%%

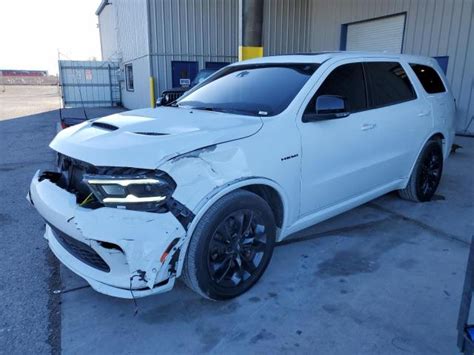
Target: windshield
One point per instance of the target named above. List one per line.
(263, 89)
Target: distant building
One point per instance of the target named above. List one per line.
(169, 40)
(23, 73)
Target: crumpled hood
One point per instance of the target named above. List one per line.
(148, 137)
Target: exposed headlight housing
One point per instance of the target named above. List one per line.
(143, 192)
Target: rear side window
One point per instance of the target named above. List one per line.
(346, 81)
(388, 84)
(429, 78)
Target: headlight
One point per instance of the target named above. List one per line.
(145, 192)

%%

What you are asked to do:
Omit the pictures and set down the records exactly.

Exercise result:
Target: windshield
One point per instance of the target named above. List one per line.
(263, 89)
Target: distant building
One point per instance of the target named above. List one per line.
(169, 40)
(23, 73)
Target: crumpled hood
One point per instance of the target named above. List one per line.
(148, 137)
Target: exposed headlight housing
One point per instance of the target named above. List one per line.
(143, 192)
Target: rear side window
One point per instance of the target named above. List one per line.
(346, 81)
(388, 84)
(429, 78)
Target: headlight
One point per instance of the target named above. List one per line.
(145, 192)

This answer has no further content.